• [SOURCE DOCUMENT]:
# How To Fly An Airplane



## Carol (Oct 27, 2009)

E-mailed to me from a buddy of mine:

1. Stay out of clouds. The silver lining everyone keeps talking about might be another airplane going in the opposite direction. Reliable sources also report that mountains have been known to hide out in clouds.

2. Always try to keep the number of landings you make equal to the number of take offs you've made.

3. There are three simple rules for making a smooth landing. Unfortunately no one knows what they are.

4. You start with a bag full of luck and an empty bag of experience. The trick is to fill the bag of experience before you empty the bag of luck.

5. Helicopters can't fly; they're just so ugly the earth repels them.

6. If all you can see out of the window is ground that's going round and round and all you can hear is commotion coming from the passenger compartment, things are not at all as they should be.

7. In the ongoing battle between objects made of aluminum going hundreds of miles per hour and the ground going zero miles per hour, the ground has yet to lose.

8. Good judgment comes from experience. Unfortunately, the experience usually comes from bad judgment.

9. It's always a good idea to keep the pointy end going forward as much as possible.

10. Flying isn't dangerous. Crashing is what's dangerous.

11. Remember, gravity is not just a good idea. It's the law. And it's not subject to repeal.

12. The three most useless things to a pilot are the altitude above you, runway behind you, and a tenth of a second ago.

Safe journeys, everyone


----------



## Andy Moynihan (Oct 27, 2009)

The one in my old Civil Air Patrol headquarters used to read:

If you pull the stick toward you, the houses get smaller.

If you push the stick away, the houses get bigger.

if you pull the stick and keep it pulled, the houses get smaller and then get bigger again.

Also:

"A good landing is one you walk away from. A great landing is one where they can use the aircraft again".


----------



## Bill Mattocks (Oct 27, 2009)

• [RECORDS TO PROCESS]:
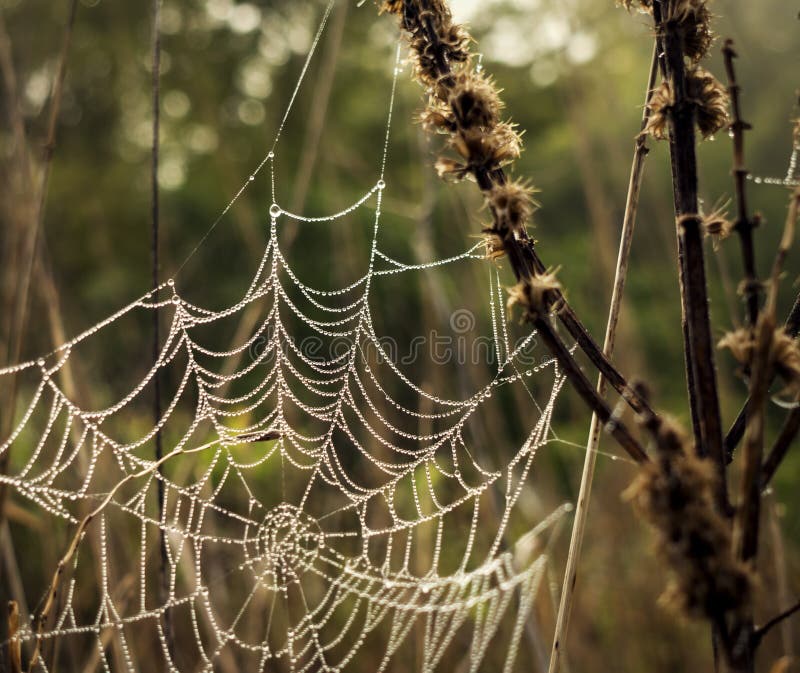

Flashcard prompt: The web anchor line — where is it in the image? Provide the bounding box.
[0,11,580,673]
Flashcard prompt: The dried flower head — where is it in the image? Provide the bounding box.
[717,328,800,396]
[449,68,503,129]
[770,328,800,396]
[481,226,506,261]
[624,418,752,617]
[665,0,714,63]
[419,99,457,133]
[486,180,538,233]
[643,66,729,140]
[436,122,522,180]
[617,0,653,13]
[506,269,561,322]
[450,122,522,167]
[717,327,755,366]
[686,66,730,138]
[701,203,734,248]
[642,80,675,140]
[378,0,405,16]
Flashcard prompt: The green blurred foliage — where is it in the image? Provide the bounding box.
[0,0,800,672]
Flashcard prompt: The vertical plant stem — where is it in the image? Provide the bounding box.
[725,294,800,463]
[150,0,175,659]
[0,0,78,521]
[549,45,658,673]
[653,0,730,513]
[722,40,759,327]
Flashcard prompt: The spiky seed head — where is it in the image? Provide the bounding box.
[449,68,503,129]
[770,328,800,396]
[506,269,561,322]
[642,80,675,140]
[486,180,538,233]
[686,66,730,138]
[624,417,752,618]
[701,204,734,247]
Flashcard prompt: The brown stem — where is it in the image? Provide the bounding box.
[722,40,759,327]
[653,0,729,512]
[761,408,800,490]
[753,601,800,645]
[388,0,652,460]
[533,317,648,463]
[403,0,655,414]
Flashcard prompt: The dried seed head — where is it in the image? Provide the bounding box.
[419,99,456,133]
[624,418,752,617]
[642,81,675,140]
[449,68,503,129]
[450,122,522,168]
[435,157,470,180]
[717,328,800,396]
[701,204,734,247]
[617,0,653,13]
[506,269,561,322]
[378,0,405,16]
[665,0,714,63]
[686,66,730,138]
[486,180,538,233]
[643,66,729,140]
[481,226,506,261]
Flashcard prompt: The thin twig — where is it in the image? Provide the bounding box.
[761,407,800,490]
[0,0,78,521]
[150,0,175,660]
[722,40,760,327]
[548,45,658,673]
[386,0,649,461]
[753,601,800,645]
[653,0,730,512]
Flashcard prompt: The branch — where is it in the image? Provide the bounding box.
[722,40,760,327]
[548,44,658,673]
[761,407,800,491]
[752,601,800,647]
[382,0,652,460]
[653,0,729,511]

• [PROBLEMS TO WORK ON]:
- a) The flying thread lists the three things most useless to a pilot. Name all three.
- b) Reproduce the entries from the line that contains "Flashcard prompt: The brown" through the line that contains "[403,0,655,414]", including both of those lines.

• [ANSWERS TO THE EXERCISES]:
- a) The altitude above you, the runway behind you, and a tenth of a second ago.

- b)
Flashcard prompt: The brown stem — where is it in the image? Provide the bounding box.
[722,40,759,327]
[653,0,729,512]
[761,408,800,490]
[753,601,800,645]
[388,0,652,460]
[533,317,648,463]
[403,0,655,414]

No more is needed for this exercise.